§ **Records shown**:
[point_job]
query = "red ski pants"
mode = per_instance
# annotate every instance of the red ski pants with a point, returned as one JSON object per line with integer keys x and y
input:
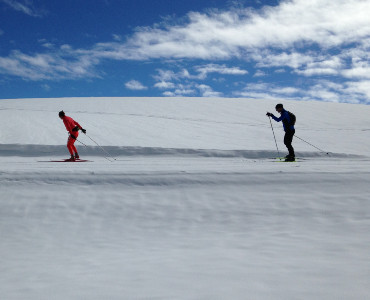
{"x": 71, "y": 143}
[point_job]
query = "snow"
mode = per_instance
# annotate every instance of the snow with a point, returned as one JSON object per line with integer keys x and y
{"x": 191, "y": 207}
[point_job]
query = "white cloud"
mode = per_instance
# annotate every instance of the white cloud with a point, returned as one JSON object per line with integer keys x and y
{"x": 164, "y": 85}
{"x": 235, "y": 33}
{"x": 135, "y": 85}
{"x": 25, "y": 7}
{"x": 220, "y": 69}
{"x": 207, "y": 91}
{"x": 51, "y": 66}
{"x": 259, "y": 73}
{"x": 306, "y": 38}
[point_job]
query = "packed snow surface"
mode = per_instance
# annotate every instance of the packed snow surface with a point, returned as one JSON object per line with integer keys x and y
{"x": 184, "y": 201}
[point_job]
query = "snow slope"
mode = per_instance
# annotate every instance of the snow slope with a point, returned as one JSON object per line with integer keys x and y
{"x": 192, "y": 207}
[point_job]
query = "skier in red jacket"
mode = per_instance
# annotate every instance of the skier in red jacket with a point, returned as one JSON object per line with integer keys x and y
{"x": 72, "y": 127}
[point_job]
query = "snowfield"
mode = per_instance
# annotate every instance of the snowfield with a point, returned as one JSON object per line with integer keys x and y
{"x": 191, "y": 205}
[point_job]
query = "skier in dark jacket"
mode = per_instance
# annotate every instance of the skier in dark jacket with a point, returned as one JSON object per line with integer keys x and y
{"x": 288, "y": 128}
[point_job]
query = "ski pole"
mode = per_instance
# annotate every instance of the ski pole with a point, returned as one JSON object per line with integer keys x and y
{"x": 311, "y": 145}
{"x": 273, "y": 132}
{"x": 101, "y": 148}
{"x": 87, "y": 147}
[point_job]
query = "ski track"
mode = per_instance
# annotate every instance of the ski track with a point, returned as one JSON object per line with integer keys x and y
{"x": 192, "y": 207}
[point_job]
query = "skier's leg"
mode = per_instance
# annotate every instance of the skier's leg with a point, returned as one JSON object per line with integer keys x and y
{"x": 73, "y": 144}
{"x": 288, "y": 138}
{"x": 70, "y": 145}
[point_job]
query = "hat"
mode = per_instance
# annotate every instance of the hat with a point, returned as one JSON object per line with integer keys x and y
{"x": 279, "y": 106}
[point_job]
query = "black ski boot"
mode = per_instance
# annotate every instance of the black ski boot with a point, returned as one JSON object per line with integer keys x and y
{"x": 290, "y": 158}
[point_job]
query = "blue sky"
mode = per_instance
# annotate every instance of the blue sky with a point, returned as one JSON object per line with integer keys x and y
{"x": 296, "y": 49}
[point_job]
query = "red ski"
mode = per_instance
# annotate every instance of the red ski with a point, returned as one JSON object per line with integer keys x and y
{"x": 67, "y": 160}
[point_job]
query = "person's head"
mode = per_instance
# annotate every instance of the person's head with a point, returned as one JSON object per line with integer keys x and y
{"x": 279, "y": 107}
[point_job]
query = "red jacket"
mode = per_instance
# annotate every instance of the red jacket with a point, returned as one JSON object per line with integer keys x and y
{"x": 70, "y": 124}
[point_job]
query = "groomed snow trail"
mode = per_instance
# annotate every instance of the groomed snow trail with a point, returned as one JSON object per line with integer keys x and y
{"x": 193, "y": 207}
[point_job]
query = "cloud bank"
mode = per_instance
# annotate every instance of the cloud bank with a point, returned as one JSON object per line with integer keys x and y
{"x": 311, "y": 39}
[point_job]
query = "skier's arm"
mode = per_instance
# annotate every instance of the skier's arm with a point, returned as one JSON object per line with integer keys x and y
{"x": 79, "y": 126}
{"x": 276, "y": 119}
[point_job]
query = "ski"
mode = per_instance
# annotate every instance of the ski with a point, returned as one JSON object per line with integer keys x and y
{"x": 67, "y": 160}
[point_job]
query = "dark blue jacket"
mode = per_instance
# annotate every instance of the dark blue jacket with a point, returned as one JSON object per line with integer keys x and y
{"x": 286, "y": 120}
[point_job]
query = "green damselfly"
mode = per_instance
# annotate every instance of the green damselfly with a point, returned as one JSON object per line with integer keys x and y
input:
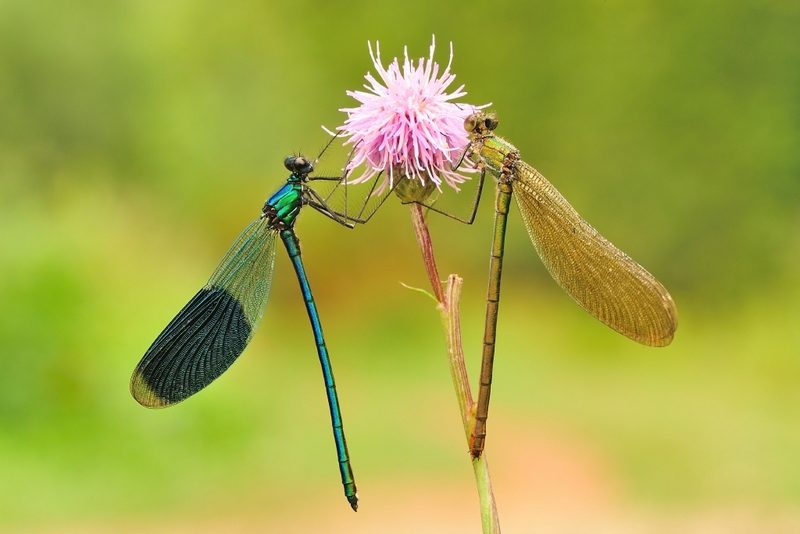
{"x": 213, "y": 329}
{"x": 602, "y": 279}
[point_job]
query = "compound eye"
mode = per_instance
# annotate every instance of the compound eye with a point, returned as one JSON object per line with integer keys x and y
{"x": 302, "y": 165}
{"x": 471, "y": 123}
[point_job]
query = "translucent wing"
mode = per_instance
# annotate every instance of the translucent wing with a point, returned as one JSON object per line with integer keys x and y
{"x": 597, "y": 275}
{"x": 214, "y": 328}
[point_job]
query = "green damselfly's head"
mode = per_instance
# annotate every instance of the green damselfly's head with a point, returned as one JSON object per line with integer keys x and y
{"x": 481, "y": 122}
{"x": 299, "y": 166}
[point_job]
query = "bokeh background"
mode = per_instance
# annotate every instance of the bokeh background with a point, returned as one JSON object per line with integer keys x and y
{"x": 138, "y": 138}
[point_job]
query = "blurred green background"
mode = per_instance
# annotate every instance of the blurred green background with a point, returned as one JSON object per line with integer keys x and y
{"x": 138, "y": 138}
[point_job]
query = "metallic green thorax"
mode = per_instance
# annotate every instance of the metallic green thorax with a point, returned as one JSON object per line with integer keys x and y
{"x": 282, "y": 207}
{"x": 491, "y": 151}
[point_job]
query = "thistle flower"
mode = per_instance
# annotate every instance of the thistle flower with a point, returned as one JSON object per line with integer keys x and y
{"x": 408, "y": 125}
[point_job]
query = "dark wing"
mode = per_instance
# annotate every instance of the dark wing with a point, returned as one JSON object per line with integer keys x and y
{"x": 597, "y": 275}
{"x": 214, "y": 328}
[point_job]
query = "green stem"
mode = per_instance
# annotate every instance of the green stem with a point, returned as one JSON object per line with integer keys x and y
{"x": 449, "y": 300}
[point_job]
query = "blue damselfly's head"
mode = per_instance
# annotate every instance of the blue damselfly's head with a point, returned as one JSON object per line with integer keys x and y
{"x": 299, "y": 165}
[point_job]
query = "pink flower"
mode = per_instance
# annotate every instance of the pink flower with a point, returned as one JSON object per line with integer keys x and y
{"x": 408, "y": 124}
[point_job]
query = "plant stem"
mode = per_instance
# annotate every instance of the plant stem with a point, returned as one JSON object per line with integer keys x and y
{"x": 449, "y": 300}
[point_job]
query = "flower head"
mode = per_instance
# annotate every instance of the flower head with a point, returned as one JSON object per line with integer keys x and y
{"x": 408, "y": 124}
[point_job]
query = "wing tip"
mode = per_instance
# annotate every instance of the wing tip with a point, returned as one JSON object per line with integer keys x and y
{"x": 144, "y": 394}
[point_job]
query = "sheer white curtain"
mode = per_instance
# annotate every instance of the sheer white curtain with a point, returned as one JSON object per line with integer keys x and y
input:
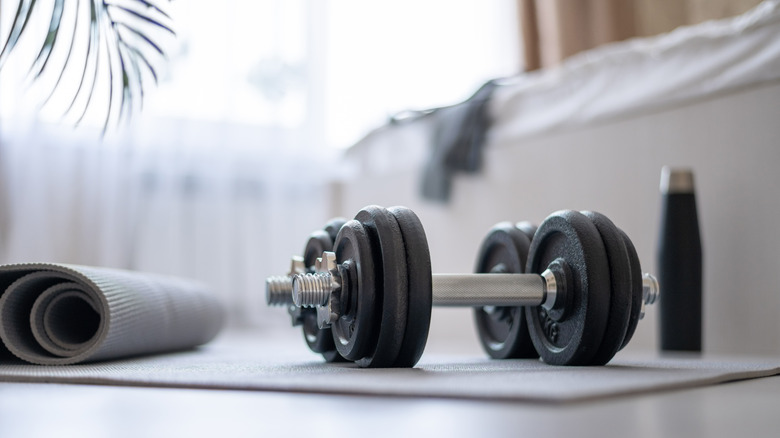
{"x": 188, "y": 203}
{"x": 229, "y": 167}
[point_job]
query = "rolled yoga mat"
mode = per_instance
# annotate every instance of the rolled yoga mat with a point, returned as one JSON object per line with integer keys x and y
{"x": 56, "y": 314}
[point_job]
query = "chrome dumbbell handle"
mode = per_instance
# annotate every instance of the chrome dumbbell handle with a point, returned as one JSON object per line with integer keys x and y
{"x": 473, "y": 290}
{"x": 451, "y": 290}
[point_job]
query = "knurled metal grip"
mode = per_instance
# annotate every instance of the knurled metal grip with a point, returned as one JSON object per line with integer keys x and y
{"x": 474, "y": 290}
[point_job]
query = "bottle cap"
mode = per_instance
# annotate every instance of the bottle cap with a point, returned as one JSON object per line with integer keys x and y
{"x": 676, "y": 180}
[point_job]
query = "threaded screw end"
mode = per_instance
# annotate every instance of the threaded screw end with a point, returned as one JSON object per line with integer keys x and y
{"x": 310, "y": 290}
{"x": 650, "y": 288}
{"x": 278, "y": 291}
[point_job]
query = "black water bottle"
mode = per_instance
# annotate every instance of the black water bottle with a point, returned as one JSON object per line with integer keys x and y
{"x": 679, "y": 263}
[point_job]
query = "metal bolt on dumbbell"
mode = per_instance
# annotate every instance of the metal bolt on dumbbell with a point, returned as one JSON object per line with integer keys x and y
{"x": 375, "y": 289}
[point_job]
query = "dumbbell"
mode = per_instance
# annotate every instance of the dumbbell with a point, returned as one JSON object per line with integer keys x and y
{"x": 279, "y": 291}
{"x": 583, "y": 295}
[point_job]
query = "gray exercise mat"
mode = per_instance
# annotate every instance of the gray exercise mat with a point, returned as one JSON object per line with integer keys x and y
{"x": 258, "y": 362}
{"x": 55, "y": 314}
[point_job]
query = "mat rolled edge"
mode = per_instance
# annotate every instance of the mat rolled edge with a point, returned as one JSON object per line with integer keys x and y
{"x": 58, "y": 314}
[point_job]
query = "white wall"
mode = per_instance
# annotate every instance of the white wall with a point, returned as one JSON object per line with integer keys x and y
{"x": 732, "y": 141}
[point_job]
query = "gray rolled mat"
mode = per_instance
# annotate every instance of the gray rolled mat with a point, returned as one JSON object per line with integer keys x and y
{"x": 55, "y": 314}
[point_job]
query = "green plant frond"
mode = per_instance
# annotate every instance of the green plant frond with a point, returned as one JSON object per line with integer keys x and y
{"x": 142, "y": 17}
{"x": 51, "y": 37}
{"x": 119, "y": 36}
{"x": 67, "y": 58}
{"x": 22, "y": 17}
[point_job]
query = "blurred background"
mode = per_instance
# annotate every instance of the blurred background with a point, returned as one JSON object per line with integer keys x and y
{"x": 270, "y": 117}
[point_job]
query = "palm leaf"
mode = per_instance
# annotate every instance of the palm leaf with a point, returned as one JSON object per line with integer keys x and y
{"x": 122, "y": 37}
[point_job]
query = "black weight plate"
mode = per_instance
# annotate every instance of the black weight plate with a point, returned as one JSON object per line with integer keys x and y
{"x": 528, "y": 229}
{"x": 354, "y": 331}
{"x": 636, "y": 288}
{"x": 570, "y": 238}
{"x": 503, "y": 331}
{"x": 318, "y": 340}
{"x": 333, "y": 226}
{"x": 418, "y": 268}
{"x": 393, "y": 298}
{"x": 620, "y": 288}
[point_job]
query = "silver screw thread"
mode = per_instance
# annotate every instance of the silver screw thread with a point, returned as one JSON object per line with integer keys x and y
{"x": 278, "y": 290}
{"x": 310, "y": 290}
{"x": 650, "y": 292}
{"x": 650, "y": 288}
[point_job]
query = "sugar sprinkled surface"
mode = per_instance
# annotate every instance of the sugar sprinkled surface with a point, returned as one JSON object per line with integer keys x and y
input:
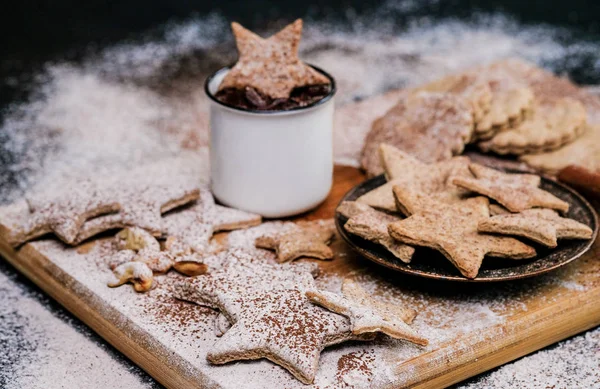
{"x": 126, "y": 106}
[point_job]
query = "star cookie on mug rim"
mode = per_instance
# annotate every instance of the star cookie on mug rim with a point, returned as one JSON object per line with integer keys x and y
{"x": 271, "y": 66}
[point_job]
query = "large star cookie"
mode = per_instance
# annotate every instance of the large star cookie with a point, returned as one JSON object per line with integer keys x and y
{"x": 406, "y": 171}
{"x": 366, "y": 314}
{"x": 430, "y": 126}
{"x": 452, "y": 230}
{"x": 551, "y": 126}
{"x": 63, "y": 211}
{"x": 584, "y": 152}
{"x": 271, "y": 65}
{"x": 372, "y": 225}
{"x": 270, "y": 316}
{"x": 544, "y": 226}
{"x": 516, "y": 192}
{"x": 309, "y": 239}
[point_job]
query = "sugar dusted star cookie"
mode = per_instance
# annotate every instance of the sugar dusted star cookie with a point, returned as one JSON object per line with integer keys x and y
{"x": 309, "y": 239}
{"x": 269, "y": 314}
{"x": 584, "y": 152}
{"x": 372, "y": 225}
{"x": 453, "y": 231}
{"x": 516, "y": 192}
{"x": 543, "y": 226}
{"x": 271, "y": 66}
{"x": 366, "y": 314}
{"x": 406, "y": 171}
{"x": 64, "y": 211}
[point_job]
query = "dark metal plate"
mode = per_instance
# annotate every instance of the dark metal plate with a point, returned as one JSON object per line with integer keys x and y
{"x": 432, "y": 264}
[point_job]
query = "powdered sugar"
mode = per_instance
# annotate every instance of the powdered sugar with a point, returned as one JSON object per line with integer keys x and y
{"x": 131, "y": 108}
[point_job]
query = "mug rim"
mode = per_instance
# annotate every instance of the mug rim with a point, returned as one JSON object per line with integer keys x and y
{"x": 314, "y": 104}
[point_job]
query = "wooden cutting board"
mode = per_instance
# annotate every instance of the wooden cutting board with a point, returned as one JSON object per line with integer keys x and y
{"x": 474, "y": 327}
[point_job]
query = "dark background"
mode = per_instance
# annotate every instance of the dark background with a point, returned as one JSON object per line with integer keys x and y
{"x": 35, "y": 31}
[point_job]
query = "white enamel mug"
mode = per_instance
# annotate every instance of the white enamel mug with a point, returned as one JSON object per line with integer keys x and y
{"x": 274, "y": 163}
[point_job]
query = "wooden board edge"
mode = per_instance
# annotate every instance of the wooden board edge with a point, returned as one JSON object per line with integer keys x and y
{"x": 522, "y": 335}
{"x": 41, "y": 271}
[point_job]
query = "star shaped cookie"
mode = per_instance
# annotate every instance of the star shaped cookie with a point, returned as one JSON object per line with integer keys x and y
{"x": 145, "y": 194}
{"x": 406, "y": 171}
{"x": 310, "y": 239}
{"x": 366, "y": 314}
{"x": 516, "y": 192}
{"x": 270, "y": 315}
{"x": 453, "y": 230}
{"x": 64, "y": 211}
{"x": 430, "y": 126}
{"x": 372, "y": 225}
{"x": 584, "y": 151}
{"x": 195, "y": 225}
{"x": 544, "y": 226}
{"x": 271, "y": 65}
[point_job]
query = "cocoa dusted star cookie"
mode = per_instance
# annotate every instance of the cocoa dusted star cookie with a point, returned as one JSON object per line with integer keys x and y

§ **Exercise aim**:
Identify every line in the entries above that contains the string "person", and copy each of those lines in full.

§ **Exercise output**:
query = "person's head"
# annotate every instance of the person's head with a point, returned as one JSON object per line with integer keys x and y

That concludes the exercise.